(EXERCISE MATERIALS)
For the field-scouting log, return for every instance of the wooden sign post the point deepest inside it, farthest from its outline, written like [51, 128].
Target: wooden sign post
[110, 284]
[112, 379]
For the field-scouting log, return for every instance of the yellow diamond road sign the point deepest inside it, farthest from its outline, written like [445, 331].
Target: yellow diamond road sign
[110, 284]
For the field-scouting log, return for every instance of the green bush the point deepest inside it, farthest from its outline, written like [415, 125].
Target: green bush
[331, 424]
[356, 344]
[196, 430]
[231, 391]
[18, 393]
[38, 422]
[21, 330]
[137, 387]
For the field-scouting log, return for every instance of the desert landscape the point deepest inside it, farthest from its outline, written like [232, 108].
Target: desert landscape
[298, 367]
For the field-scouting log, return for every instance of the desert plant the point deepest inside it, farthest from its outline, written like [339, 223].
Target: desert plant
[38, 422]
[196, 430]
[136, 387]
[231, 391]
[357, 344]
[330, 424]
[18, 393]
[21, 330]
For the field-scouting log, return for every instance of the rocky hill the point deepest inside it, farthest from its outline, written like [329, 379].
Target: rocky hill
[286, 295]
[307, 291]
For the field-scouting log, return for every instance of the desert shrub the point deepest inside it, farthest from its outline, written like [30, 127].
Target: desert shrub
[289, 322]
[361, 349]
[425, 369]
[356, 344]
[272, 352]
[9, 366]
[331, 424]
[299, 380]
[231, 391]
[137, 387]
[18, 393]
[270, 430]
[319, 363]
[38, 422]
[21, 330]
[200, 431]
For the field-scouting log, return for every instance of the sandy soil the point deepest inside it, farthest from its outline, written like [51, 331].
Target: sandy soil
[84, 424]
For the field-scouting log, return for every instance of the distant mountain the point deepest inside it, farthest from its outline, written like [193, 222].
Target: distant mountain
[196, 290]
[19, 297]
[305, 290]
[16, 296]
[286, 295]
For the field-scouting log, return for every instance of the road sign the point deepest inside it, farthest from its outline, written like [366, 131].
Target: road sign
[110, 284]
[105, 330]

(PROBLEM STATEMENT)
Print the whole listing above again, line for line, without changing anything.

(THE SOLUTION)
For the field-scouting log, return for every instance of the wooden sign post the point deepest inside it, farthest from its outline, written like [51, 128].
Target: wooden sign post
[110, 284]
[112, 379]
For the field-scouting log, return for every instance of the yellow diamond road sign the point deepest inside it, farthest from its outline, written like [445, 331].
Target: yellow diamond road sign
[110, 284]
For the field-scouting log, return for every instance of the green bush the point deepest inside it, farthest from its outline, written like [415, 125].
Target: green bush
[331, 424]
[356, 344]
[196, 430]
[231, 391]
[18, 393]
[38, 422]
[21, 330]
[137, 387]
For the field-scouting log, return for every instance of the desert landscape the point deepest inside it, farthest from its outline, written like [232, 108].
Target: desert landscape
[298, 367]
For the field-scouting log, return for every instance of the desert plant the point deepest inside it, farthest from its outline, written like [339, 223].
Target: desert plant
[38, 422]
[196, 430]
[136, 387]
[231, 391]
[357, 344]
[330, 424]
[18, 393]
[21, 330]
For the field-scouting log, return for every instance of the rocky hill the point deepest inside it, farthest from its outline, written like [329, 379].
Target: rocky hill
[286, 295]
[307, 291]
For the field-scouting log, return for every instance of the desert shrub the point deepest inside it, farthest from its outline, written like [30, 127].
Target: desert shrub
[289, 322]
[361, 349]
[425, 369]
[356, 344]
[272, 352]
[9, 366]
[331, 424]
[299, 380]
[231, 391]
[137, 387]
[18, 393]
[270, 430]
[319, 363]
[38, 422]
[21, 330]
[200, 431]
For the field-scouting log, return for every instance of the sandy soil the point deepest inside it, farthest from its outline, written like [51, 331].
Target: sandy soil
[84, 424]
For the field-scouting log, return for every instance of the distant mountain the point deepest inside it, farthest from its outline, written like [193, 222].
Target: distant mountain
[196, 290]
[19, 297]
[305, 290]
[16, 296]
[286, 295]
For the field-scouting log, return for every instance of the road sign the point deepest inside it, farthest from its outline, written like [366, 131].
Target: road sign
[110, 284]
[105, 330]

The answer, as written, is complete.